> [Excerpt to read]
Perhaps "don't much care for" does not quite fit and it sure wasn't meant to be on a personal level. It was my first and only contact with bear hunters in any form but it just seemed to me that from what I heard, when hunting over bait, one thing you don't want is a pack of hounds running through your area. I am sure both groups cooperate and respect each other as hunters and outdoors men. As mostly a turkey hunter, I think both groups(methods) are pretty cool. Last spring, while sitting on a set up, a houndsmen turned his hounds loose about 1/2 mile from me, I enjoyed listening to them as they ran up through the woods.


----------



## swbuckmaster (Sep 14, 2007)

I can see how archery hunters can get upset because baiting is a ton of work. Believe it or not but there are areas the hounds man know will have bait every year. They may not exactly know the location of your bait but they don't need to know the locations either and they will run their dogs in there every time they go out. It's easy work for them. The bears know it's easy food and they return even hungrier but it sure makes it hard getting a bear in those areas and as an archer it sucks to start another bait. 

I can see both sides of the issue and figure it's all public land. Hunters need to stick together because it's easy to get bear hunting taken away in utah. Anti hunters love division amongst hunters because it makes it easier to push their agenda.


----------

> [To-do list]
1. Retype the part of the bear hunting thread starting at "I can see how" and ending at "start another bait.".
2. Put the rows below into a JSON list of strings, one string per line with blank lines omitted, starting at the first row and ending at the line that contains "(207, 249), (240, 292)".

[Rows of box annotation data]
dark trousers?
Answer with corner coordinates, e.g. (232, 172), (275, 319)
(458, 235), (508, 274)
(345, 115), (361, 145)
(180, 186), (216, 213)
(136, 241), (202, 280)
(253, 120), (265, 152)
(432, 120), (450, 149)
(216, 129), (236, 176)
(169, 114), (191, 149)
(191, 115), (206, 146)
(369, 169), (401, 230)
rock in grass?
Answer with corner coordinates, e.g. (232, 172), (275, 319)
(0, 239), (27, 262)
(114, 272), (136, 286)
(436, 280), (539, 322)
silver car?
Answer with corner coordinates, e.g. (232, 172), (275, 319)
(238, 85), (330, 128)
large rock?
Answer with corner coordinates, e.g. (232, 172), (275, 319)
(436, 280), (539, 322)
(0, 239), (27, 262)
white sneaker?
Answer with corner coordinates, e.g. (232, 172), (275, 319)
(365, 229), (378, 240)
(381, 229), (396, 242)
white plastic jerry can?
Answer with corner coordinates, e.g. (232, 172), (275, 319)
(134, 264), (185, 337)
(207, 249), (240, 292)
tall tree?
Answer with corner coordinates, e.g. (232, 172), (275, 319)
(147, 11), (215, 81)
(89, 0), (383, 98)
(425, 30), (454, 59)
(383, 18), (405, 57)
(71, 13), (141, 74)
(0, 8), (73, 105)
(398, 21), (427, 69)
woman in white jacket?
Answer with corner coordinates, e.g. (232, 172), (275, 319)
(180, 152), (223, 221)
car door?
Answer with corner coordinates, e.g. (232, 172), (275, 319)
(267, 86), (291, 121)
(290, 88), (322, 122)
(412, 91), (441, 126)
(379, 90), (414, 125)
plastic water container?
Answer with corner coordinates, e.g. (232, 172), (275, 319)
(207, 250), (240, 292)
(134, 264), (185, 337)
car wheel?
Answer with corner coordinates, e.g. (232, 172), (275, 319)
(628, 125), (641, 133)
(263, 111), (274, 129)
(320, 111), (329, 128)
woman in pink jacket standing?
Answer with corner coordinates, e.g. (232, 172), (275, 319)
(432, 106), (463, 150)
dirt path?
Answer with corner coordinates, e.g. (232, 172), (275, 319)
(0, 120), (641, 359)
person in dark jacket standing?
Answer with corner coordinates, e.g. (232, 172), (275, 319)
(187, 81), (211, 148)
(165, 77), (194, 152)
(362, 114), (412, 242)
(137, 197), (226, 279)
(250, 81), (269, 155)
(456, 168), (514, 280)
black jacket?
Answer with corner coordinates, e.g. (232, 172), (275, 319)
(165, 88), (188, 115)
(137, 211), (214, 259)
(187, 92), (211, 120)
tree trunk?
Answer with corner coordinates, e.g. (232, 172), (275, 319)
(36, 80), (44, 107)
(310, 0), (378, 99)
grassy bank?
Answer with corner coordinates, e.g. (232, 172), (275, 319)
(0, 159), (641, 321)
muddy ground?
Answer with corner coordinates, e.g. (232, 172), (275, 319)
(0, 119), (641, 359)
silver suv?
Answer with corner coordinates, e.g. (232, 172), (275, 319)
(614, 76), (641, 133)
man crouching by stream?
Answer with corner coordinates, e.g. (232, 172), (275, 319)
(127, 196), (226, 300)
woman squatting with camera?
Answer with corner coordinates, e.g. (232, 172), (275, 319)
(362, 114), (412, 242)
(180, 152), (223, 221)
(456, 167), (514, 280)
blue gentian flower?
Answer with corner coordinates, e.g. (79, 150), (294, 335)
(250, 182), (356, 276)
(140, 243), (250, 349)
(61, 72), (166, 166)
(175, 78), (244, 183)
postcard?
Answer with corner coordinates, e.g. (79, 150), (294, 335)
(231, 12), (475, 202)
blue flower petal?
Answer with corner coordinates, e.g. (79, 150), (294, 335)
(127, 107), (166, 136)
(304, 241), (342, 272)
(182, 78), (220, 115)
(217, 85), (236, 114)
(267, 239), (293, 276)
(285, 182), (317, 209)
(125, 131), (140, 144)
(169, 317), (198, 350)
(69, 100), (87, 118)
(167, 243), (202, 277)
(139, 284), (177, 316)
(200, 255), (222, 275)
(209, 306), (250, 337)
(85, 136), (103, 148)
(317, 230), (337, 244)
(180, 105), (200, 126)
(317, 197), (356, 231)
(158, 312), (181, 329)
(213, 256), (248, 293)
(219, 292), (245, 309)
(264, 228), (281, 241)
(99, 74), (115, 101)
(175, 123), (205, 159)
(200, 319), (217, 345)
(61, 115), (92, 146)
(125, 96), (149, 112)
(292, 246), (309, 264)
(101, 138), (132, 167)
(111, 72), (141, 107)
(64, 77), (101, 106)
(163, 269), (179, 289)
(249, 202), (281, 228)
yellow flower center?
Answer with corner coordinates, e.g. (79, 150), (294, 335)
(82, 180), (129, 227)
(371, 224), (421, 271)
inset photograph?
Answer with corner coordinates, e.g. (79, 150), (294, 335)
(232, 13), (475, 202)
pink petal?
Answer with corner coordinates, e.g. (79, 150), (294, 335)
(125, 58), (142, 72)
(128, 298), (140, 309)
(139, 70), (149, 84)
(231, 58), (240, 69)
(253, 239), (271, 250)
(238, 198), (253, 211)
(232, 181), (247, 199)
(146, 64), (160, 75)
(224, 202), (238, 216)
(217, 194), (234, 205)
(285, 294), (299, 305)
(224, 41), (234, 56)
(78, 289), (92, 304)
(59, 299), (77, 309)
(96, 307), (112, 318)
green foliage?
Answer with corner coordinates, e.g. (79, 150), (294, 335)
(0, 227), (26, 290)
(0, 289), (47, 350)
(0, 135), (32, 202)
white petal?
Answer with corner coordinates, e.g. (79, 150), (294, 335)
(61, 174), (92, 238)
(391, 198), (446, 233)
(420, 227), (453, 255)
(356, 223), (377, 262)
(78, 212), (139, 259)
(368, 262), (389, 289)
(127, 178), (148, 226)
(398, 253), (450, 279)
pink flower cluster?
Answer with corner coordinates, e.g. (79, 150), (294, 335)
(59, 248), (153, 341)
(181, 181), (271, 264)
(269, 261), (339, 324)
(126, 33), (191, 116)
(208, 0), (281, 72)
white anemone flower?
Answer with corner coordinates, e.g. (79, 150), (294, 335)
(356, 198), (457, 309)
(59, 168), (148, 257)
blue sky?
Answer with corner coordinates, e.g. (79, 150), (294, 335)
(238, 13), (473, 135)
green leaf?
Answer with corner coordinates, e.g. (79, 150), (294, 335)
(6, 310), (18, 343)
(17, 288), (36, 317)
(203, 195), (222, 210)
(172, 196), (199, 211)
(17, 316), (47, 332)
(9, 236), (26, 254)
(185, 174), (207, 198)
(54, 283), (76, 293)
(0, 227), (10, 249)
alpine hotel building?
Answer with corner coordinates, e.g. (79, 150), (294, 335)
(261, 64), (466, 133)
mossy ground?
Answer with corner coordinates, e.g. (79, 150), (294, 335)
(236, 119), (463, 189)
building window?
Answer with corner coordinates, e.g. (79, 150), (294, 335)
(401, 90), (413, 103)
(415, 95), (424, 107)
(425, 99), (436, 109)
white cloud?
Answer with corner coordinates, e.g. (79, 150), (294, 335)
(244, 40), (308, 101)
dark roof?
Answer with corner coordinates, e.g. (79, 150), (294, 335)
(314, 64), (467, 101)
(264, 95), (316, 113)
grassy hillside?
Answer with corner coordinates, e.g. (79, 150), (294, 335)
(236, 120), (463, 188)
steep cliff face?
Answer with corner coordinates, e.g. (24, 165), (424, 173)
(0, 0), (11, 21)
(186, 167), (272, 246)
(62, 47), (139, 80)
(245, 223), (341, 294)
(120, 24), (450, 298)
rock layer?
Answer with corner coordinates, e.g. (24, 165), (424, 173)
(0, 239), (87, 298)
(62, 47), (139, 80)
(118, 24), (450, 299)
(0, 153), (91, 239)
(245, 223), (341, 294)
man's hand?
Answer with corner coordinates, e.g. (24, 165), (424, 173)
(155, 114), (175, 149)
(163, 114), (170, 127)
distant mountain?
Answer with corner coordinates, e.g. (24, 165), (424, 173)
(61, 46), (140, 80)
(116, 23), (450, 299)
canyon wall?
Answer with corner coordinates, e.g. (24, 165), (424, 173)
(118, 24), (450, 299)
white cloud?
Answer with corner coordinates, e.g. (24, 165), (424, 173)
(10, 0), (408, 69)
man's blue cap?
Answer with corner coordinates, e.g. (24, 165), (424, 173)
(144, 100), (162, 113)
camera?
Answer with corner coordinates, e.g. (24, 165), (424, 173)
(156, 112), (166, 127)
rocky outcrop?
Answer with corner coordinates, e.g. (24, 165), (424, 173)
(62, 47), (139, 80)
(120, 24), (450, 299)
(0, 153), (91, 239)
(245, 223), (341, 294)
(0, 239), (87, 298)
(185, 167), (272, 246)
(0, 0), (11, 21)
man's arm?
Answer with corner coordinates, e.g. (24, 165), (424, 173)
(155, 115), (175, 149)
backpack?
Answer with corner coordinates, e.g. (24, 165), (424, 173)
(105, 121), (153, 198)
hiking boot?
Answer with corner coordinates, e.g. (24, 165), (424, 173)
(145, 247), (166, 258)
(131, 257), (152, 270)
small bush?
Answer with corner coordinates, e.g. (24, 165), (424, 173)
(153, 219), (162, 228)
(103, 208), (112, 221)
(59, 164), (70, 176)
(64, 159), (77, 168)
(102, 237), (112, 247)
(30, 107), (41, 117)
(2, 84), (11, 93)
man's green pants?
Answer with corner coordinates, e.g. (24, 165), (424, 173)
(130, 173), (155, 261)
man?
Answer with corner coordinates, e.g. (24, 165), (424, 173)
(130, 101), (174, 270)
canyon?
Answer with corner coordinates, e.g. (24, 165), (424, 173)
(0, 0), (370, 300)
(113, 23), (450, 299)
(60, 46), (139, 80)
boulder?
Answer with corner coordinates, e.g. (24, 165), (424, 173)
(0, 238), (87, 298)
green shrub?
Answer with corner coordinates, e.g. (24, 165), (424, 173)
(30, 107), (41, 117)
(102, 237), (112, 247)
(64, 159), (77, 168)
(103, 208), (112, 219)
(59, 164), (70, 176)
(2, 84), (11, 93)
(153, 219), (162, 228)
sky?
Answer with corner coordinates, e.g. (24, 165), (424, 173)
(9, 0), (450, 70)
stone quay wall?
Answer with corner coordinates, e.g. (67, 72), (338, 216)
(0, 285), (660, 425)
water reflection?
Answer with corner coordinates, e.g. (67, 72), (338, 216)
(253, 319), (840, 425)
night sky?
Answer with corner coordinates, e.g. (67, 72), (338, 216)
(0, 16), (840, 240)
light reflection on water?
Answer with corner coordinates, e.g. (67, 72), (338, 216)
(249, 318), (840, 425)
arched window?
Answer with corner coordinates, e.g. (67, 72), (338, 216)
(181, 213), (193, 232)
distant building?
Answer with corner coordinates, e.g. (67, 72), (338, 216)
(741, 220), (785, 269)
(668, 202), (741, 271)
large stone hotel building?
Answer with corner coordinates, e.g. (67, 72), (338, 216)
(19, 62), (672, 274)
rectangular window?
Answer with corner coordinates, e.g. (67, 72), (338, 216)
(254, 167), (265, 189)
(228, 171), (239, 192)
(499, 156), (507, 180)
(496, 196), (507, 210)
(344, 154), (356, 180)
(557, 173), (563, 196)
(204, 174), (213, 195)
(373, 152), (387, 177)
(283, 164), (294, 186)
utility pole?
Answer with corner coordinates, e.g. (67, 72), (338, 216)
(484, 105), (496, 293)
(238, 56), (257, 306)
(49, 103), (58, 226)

> [Answers given]
1.
I can see how archery hunters can get upset because baiting is a ton of work. Believe it or not but there are areas the hounds man know will have bait every year. They may not exactly know the location of your bait but they don't need to know the locations either and they will run their dogs in there every time they go out. It's easy work for them. The bears know it's easy food and they return even hungrier but it sure makes it hard getting a bear in those areas and as an archer it sucks to start another bait.

2.
[
  "dark trousers?",
  "Answer with corner coordinates, e.g. (232, 172), (275, 319)",
  "(458, 235), (508, 274)",
  "(345, 115), (361, 145)",
  "(180, 186), (216, 213)",
  "(136, 241), (202, 280)",
  "(253, 120), (265, 152)",
  "(432, 120), (450, 149)",
  "(216, 129), (236, 176)",
  "(169, 114), (191, 149)",
  "(191, 115), (206, 146)",
  "(369, 169), (401, 230)",
  "rock in grass?",
  "Answer with corner coordinates, e.g. (232, 172), (275, 319)",
  "(0, 239), (27, 262)",
  "(114, 272), (136, 286)",
  "(436, 280), (539, 322)",
  "silver car?",
  "Answer with corner coordinates, e.g. (232, 172), (275, 319)",
  "(238, 85), (330, 128)",
  "large rock?",
  "Answer with corner coordinates, e.g. (232, 172), (275, 319)",
  "(436, 280), (539, 322)",
  "(0, 239), (27, 262)",
  "white sneaker?",
  "Answer with corner coordinates, e.g. (232, 172), (275, 319)",
  "(365, 229), (378, 240)",
  "(381, 229), (396, 242)",
  "white plastic jerry can?",
  "Answer with corner coordinates, e.g. (232, 172), (275, 319)",
  "(134, 264), (185, 337)",
  "(207, 249), (240, 292)"
]